* Task goal:
Write out every line of all the items below without changes, but leave the pictures out.

[Annotation data for object locations]

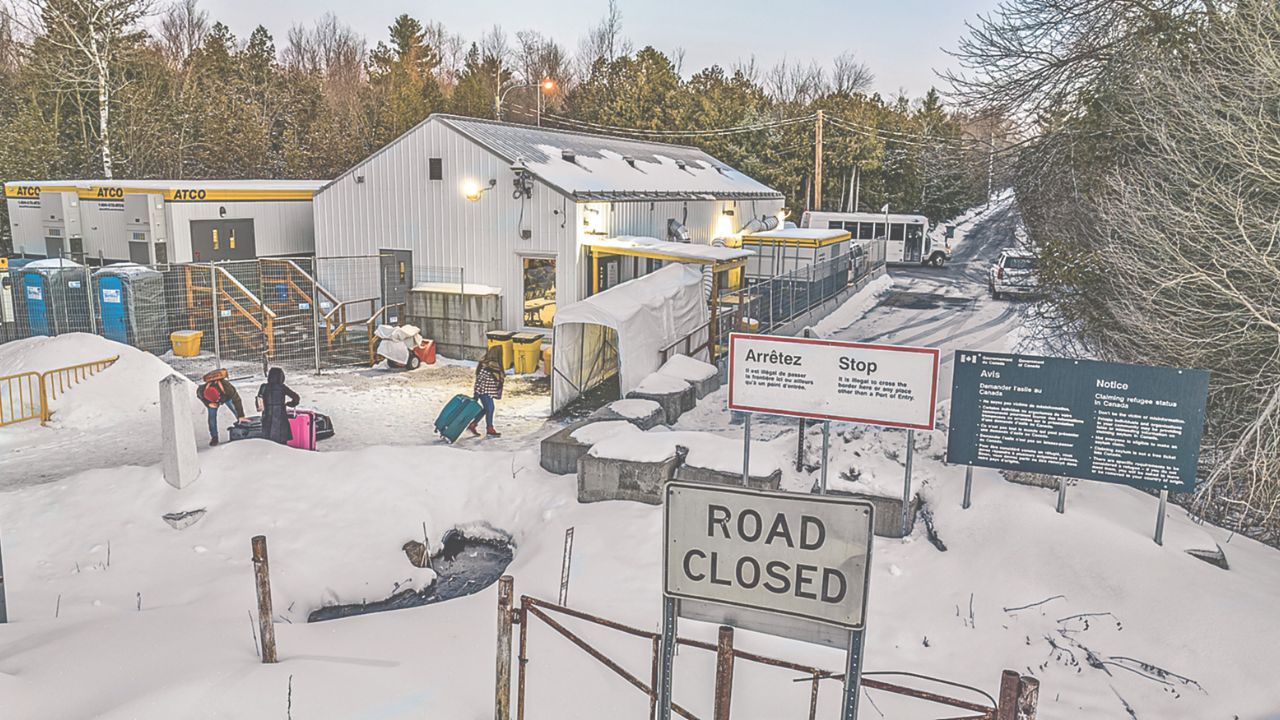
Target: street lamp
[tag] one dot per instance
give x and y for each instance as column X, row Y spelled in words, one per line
column 547, row 86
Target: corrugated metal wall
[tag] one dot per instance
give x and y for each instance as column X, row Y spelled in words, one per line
column 398, row 208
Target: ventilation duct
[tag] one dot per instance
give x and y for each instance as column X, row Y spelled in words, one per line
column 677, row 232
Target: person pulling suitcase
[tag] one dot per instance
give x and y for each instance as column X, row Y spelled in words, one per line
column 215, row 392
column 490, row 376
column 273, row 400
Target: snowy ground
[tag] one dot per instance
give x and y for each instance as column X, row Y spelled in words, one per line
column 114, row 614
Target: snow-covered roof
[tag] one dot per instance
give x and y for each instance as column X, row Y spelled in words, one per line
column 595, row 167
column 680, row 251
column 163, row 185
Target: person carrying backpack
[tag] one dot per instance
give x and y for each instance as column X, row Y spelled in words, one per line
column 273, row 397
column 490, row 374
column 215, row 392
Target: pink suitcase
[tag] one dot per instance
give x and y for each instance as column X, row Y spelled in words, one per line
column 304, row 428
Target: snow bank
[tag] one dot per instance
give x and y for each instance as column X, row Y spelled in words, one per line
column 123, row 393
column 597, row 432
column 855, row 308
column 688, row 369
column 659, row 383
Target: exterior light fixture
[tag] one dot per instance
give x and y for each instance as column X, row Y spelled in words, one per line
column 472, row 191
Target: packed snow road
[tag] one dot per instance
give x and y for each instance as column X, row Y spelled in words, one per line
column 949, row 308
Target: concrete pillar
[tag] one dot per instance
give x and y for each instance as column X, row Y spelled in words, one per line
column 181, row 465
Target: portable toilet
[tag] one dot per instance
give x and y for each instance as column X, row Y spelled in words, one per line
column 56, row 297
column 131, row 302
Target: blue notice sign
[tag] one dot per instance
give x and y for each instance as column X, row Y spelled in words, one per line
column 1107, row 422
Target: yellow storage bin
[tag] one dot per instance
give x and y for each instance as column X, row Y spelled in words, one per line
column 186, row 343
column 502, row 338
column 528, row 352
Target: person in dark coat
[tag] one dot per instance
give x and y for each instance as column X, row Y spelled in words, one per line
column 490, row 374
column 214, row 393
column 273, row 397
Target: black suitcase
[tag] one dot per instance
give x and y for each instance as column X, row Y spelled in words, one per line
column 248, row 428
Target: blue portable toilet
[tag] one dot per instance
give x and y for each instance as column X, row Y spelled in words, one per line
column 132, row 306
column 55, row 297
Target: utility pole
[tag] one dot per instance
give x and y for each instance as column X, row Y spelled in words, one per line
column 991, row 167
column 817, row 163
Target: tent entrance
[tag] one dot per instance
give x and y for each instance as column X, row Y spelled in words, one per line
column 593, row 373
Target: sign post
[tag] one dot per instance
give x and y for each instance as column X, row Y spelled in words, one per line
column 1109, row 422
column 786, row 564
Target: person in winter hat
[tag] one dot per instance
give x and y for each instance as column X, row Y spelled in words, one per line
column 490, row 374
column 215, row 392
column 273, row 397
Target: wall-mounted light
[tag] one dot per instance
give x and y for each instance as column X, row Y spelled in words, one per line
column 472, row 191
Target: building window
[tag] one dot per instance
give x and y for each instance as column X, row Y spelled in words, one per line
column 539, row 276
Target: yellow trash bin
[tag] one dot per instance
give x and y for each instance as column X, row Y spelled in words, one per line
column 502, row 338
column 528, row 351
column 186, row 343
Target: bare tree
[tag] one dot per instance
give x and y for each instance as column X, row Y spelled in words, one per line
column 91, row 37
column 603, row 42
column 182, row 28
column 850, row 76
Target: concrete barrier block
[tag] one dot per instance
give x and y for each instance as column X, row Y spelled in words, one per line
column 560, row 452
column 607, row 478
column 688, row 473
column 644, row 414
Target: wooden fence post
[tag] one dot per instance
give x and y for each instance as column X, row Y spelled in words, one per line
column 502, row 684
column 1028, row 697
column 723, row 673
column 263, row 579
column 1006, row 707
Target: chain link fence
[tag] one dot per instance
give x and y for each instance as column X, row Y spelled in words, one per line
column 298, row 313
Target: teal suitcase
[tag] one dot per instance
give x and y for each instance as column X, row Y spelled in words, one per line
column 458, row 413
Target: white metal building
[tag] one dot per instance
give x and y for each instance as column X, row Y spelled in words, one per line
column 510, row 205
column 161, row 220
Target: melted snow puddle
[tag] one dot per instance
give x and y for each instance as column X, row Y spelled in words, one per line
column 462, row 566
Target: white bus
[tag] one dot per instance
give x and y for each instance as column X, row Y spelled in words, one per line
column 909, row 240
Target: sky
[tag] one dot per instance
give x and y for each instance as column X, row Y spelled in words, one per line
column 903, row 41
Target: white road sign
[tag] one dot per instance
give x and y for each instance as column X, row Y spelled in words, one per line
column 799, row 555
column 855, row 382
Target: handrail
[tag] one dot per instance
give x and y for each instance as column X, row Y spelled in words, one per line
column 30, row 402
column 40, row 390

* Exercise answer:
Target: street lamp
[tag] one dot per instance
give x and y for each instance as column X, row Y spelled in words, one per line
column 547, row 86
Target: corrugated metal wall
[tag] one dot per instance
give x and y for each instance as column X, row Y spelled in words, one per line
column 398, row 208
Target: ventilation duct
[tag] one dot per instance
give x and y for each instance as column X, row Y spelled in words, one per line
column 677, row 232
Target: person pulling suitcase
[tag] one dot per instance
give x and y for each instance as column X, row Y spelled in words, one per line
column 215, row 392
column 490, row 376
column 273, row 400
Target: snowy ground
[tag] one dot per instance
give x and y for each instance as column X, row Y spelled in words, one per line
column 114, row 614
Target: snow-covered roof
[tag] one dot per instance
give x and y for each instance as column X, row Y spelled in words, one per line
column 595, row 167
column 680, row 251
column 163, row 185
Target: person carrying backpack
[tag] one dot per instance
give x and y for each instance as column X, row Y spelled in words, one per line
column 273, row 397
column 490, row 374
column 215, row 392
Target: pink suitcase
[tag] one dot per instance
give x and y for each instance as column X, row Y spelled in words, one per line
column 304, row 428
Target: snow bank
[tag] one dot per instance
give x and y for each instance as column X, row Y spelled in words, one per line
column 123, row 393
column 597, row 432
column 855, row 308
column 688, row 369
column 659, row 383
Target: exterior light fixture
[tag] one dot per instance
give x and y for each instance as column X, row Y spelled in words, one per line
column 472, row 191
Target: packed snow road
[tag] one dot per instance
give x and y for each instance as column X, row Y spelled in words, one per line
column 949, row 308
Target: concrete pillar
[tag] one dot per instance
give x and y for each instance as column X, row Y spelled in words, one per line
column 181, row 465
Target: portable toilet
[tag] one dot per instance
give x and y for each instance as column X, row Y spelled in words, one per line
column 56, row 297
column 131, row 302
Target: blue notice sign
[tag] one dot per instance
give x and y for each instance as column X, row Y spelled in words, one per line
column 1107, row 422
Target: yellow storage bin
[tag] one dot per instance
give x and y for each instance as column X, row Y spelled in words, one per line
column 186, row 343
column 502, row 338
column 528, row 352
Target: person in dark coat
[tag] one dot per instance
give x and y for each instance as column X, row Y spelled in words, one per line
column 490, row 374
column 214, row 393
column 273, row 397
Target: black suitcase
[tag] one dot per instance
give x and y for each instance as column X, row Y spelled in words, one per line
column 248, row 428
Target: blue portable toilet
[tag] one dot per instance
give x and y for each instance as column X, row Y spelled in words, one per line
column 132, row 306
column 55, row 297
Target: utility pole
[tag] one dot per instance
give x and y for each instance as column X, row Y spelled in words, one per line
column 991, row 167
column 817, row 163
Target: tent entrance
[tag] one dot per instance
give x and y for each instance as column X, row Y spelled in words, one per line
column 593, row 373
Target: sign post
[tag] one dot per instance
give x and y for each instance as column X, row Y spelled in words, one per line
column 1109, row 422
column 786, row 564
Target: person in winter hat
[tag] one dot per instance
give x and y for each instance as column X, row Y spelled in words, one per line
column 490, row 374
column 215, row 392
column 273, row 397
Target: wall-mounted light
[tag] one dot per instance
give x and y for each instance as column X, row Y spelled in words, one per line
column 472, row 191
Target: building window
[tag] one dot per instance
give x and y for each instance as column X, row Y spelled in words, one per line
column 539, row 276
Target: yellow trash bin
[tag] one dot per instance
give x and y for each instance as column X, row Y spelled in words, one per line
column 502, row 338
column 528, row 351
column 186, row 343
Target: bare tree
[tag] one dot per instance
give x and y for each instance as column X, row Y spelled in words, one per line
column 91, row 37
column 603, row 42
column 182, row 28
column 850, row 76
Target: concrete barrier block
[tag] one dot per instance
give x and y for each instance as column X, row Y spelled in words, one per line
column 560, row 452
column 607, row 478
column 688, row 473
column 644, row 414
Target: wooden fence post
[tag] one dot per instance
give x and y for each instance as column X, row Y spelled in words, one per line
column 502, row 684
column 1028, row 697
column 723, row 673
column 263, row 579
column 1006, row 707
Target: chain link fence
[tag] one dot per instance
give x and y for each instance as column X, row Y spelled in words, one per line
column 298, row 313
Target: teal suitcase
[tag] one dot per instance
give x and y for each instance as column X, row Y spelled in words, one per line
column 458, row 413
Target: white metal building
[tag] one dot per instance
give x and y for each instance as column X, row Y spelled in words, one per line
column 510, row 205
column 161, row 220
Target: melted snow puddle
[tag] one dot per instance
give x and y for each instance as column X, row Y spelled in words, one per line
column 462, row 566
Target: white bus
[tag] one dot per instance
give x and y for each instance as column X, row Y spelled in words, one per line
column 909, row 240
Target: sky
[tag] one dot per instance
give x and y for each instance as column X, row Y spelled in words, one per line
column 903, row 41
Target: white road sign
[tag] one dot per instance
give x and y for each instance as column X, row Y spelled in words, one per line
column 799, row 555
column 855, row 382
Target: handrail
[tag] one dot per instance
give x and y for each instance as column X, row Y spelled in words, one per line
column 30, row 402
column 40, row 390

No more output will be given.